____ Selected excerpt
By Marcia Hunt
The cover of ‘These’ll Be Finished Someday’. Photo courtesy of Soundcloud.
Calder Mansfield, a Purchase-based singer/songwriter and bassist of the alternative band Dumpster, released her new EP on Feb. 6.
These’ll Be Finished Someday is a collection of lightly- scored demos primarily written last summer, and recorded quarantine-style in her bedroom.
“I had these songs stored up and I talked to my mom about it and I was like ‘I can never record songs blah blah blah,’” Mansfield, a screenwriting and history major, said. “She was like ‘alright well, let’s invest in a Focusrite [an audio recording computer interface]’. So, I got an interface for my computer and pretty much taught myself how to use it.”
The resulting EP is an exploration of her emotions as they resurfaced throughout the course of the pandemic.
“I think all of my songs are darkly funny, but definitely pretty sad,” she said. "That’s affected by the pandemic. I’m a big believer in what comes out of you comes out of you; I don't write stuff just because I think I need to fill a space. I think [writing these songs] was a point of catharsis for me. I probably would’ve come to terms with these feelings much later if I hadn’t been in solitude for so long.”
“Euthanize Me”, the fourth track, is an intimate account of an isolating school dance experience.
“I wanted to capture a specific time in my life which was this middle school dance,” she explained. “It was one of those times where you start to feel just true, straight-up loneliness in a room full of people, and also like you’re the only one who feels that way.”
Mansfield, like many other musicians unable to perform because of COVID restrictions on the music industry, knows loneliness all too well.
“I think that’s definitely how I feel now,” she said. “I’m alone all the time and part of what’s comforting is feeling like you’re the only one who feels that way. But the reality is we’re all alone six feet apart from each other.”
“A Boxer’s Song”, the second track, is Mansfield’s favorite. Originally, it was intended to be a witty homage to Mark Wahlberg’s depiction of Mikey Ward in the 2010 movie The Fighter. Mansfield wrote the song as part of a free-write assignment for Songwriting I last year.
“I was picturing like a boxer who’s just so bad at boxing, but he’s getting interviewed and he’s just so hyped about the interview," she chuckled. “I genuinely can’t figure out how it relates back to me, but I picture Mark Wahlberg when I sing it!”
________
____ Information provided
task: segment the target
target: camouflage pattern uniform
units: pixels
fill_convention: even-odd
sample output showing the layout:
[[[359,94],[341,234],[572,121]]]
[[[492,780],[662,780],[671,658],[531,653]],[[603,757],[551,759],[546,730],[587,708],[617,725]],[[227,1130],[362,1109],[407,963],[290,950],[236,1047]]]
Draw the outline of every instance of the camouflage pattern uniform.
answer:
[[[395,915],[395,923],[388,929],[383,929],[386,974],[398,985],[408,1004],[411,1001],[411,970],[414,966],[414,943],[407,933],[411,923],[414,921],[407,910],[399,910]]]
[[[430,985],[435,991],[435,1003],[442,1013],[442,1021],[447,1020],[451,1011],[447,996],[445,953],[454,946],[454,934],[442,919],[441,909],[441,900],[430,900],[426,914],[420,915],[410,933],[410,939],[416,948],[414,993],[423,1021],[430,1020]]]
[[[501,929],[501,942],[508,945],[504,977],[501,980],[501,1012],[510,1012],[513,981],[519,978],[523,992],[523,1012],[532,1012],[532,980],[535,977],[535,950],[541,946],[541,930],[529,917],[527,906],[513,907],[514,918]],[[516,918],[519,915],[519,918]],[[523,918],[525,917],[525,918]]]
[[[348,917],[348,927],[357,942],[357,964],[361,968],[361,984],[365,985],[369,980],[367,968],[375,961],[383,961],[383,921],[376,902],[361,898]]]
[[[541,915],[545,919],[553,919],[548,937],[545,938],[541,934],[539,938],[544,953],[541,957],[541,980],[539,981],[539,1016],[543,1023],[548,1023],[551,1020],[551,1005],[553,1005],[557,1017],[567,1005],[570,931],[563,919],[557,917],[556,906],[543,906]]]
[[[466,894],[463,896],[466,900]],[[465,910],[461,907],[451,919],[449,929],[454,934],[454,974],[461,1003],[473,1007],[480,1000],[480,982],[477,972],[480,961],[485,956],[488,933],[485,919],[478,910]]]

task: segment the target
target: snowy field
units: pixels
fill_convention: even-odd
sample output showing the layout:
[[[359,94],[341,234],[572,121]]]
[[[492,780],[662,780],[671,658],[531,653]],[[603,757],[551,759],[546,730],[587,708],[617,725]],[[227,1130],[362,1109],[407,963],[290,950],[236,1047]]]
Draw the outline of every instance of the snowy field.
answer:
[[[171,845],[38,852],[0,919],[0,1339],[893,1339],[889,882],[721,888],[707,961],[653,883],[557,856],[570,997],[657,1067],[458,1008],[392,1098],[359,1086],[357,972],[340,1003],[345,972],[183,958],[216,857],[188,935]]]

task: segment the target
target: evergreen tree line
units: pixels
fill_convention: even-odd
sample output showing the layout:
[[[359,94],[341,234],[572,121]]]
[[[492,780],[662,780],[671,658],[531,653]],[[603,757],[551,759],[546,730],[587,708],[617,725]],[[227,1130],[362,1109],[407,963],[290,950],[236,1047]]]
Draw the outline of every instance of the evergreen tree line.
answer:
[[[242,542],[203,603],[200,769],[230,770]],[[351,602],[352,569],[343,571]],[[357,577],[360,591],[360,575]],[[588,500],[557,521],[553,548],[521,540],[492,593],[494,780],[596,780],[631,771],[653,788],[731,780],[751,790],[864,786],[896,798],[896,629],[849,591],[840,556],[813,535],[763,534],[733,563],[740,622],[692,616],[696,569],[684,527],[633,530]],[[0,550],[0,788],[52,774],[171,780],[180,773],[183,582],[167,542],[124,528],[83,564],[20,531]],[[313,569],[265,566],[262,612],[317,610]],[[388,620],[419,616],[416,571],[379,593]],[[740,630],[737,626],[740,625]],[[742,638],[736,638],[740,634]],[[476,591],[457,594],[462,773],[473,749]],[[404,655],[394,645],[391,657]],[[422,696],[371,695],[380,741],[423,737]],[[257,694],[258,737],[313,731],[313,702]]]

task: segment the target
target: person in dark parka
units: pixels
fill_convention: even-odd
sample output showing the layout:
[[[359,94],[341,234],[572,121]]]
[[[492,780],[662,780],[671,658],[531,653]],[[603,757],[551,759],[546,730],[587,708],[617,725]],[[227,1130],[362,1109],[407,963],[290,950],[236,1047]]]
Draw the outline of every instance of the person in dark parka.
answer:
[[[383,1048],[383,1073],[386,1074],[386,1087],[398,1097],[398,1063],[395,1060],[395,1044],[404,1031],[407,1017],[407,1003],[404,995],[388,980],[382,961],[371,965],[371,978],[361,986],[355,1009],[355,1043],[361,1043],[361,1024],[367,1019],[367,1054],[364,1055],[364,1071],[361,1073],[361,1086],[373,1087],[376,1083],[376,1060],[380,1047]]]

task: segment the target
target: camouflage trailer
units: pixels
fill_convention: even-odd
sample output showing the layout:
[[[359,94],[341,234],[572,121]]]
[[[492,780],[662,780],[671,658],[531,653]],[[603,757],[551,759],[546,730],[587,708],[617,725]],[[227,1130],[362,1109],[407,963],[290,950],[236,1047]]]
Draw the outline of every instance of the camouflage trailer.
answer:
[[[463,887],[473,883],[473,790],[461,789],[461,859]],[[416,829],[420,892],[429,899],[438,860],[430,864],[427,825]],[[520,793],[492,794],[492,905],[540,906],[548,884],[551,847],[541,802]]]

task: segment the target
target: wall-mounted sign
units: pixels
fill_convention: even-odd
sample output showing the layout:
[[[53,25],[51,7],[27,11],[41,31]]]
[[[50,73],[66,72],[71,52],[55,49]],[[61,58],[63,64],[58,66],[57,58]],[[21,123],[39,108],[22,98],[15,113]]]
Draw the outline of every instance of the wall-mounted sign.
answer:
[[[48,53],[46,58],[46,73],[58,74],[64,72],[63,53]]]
________
Continue the article about Calder Mansfield's EP from its last sentence.

*Task response*
A testament to Mansfield’s own willpower, the track features guitar techniques that she found difficult to perfect.
“I like the production of it the most,” she noted. “I play a second guitar part that I had to extend six frets for. I couldn’t play the chord the way I liked unless I did that hard stretch. [“A Boxer’s Song”] was just really fun to play.”
Although her EP is a softer contrast to the music that she creates with Dumpster, Mansfield is grateful to have the support of her friends, both in and out of the band, every time she makes new music.
“All my friends know I write music and [the EP] has been received really well so far,” Mansfield said. “Just to have people listen to my music means the world to me because I love people and I want them to know that. But I also don’t find that I’m hunting for validation. I know in my heart that my music is true to me and this is the first time I really feel like what I’ve written resonates with me on that level.”
She said she’ll consider the demos finished when they’ve been polished and other elements, primarily drums, are added.
“I think I really just needed to get this particular set of feelings out of my system,” she explained. “But [the songs] aren’t done yet.”
In the meantime, she’ll continue to stay true to herself and work on new music when ideas present themselves.
“I think I’m waiting for new emotions and feelings,” she said. “I’m excited for post-pandemic experiences and a wash of new emotions. There's really no controlled way to do it. Sometimes I find chords I really like, and no words come and sometimes I find a word or phrase that won’t get out of my head but no chords. It’s really just a waiting game.”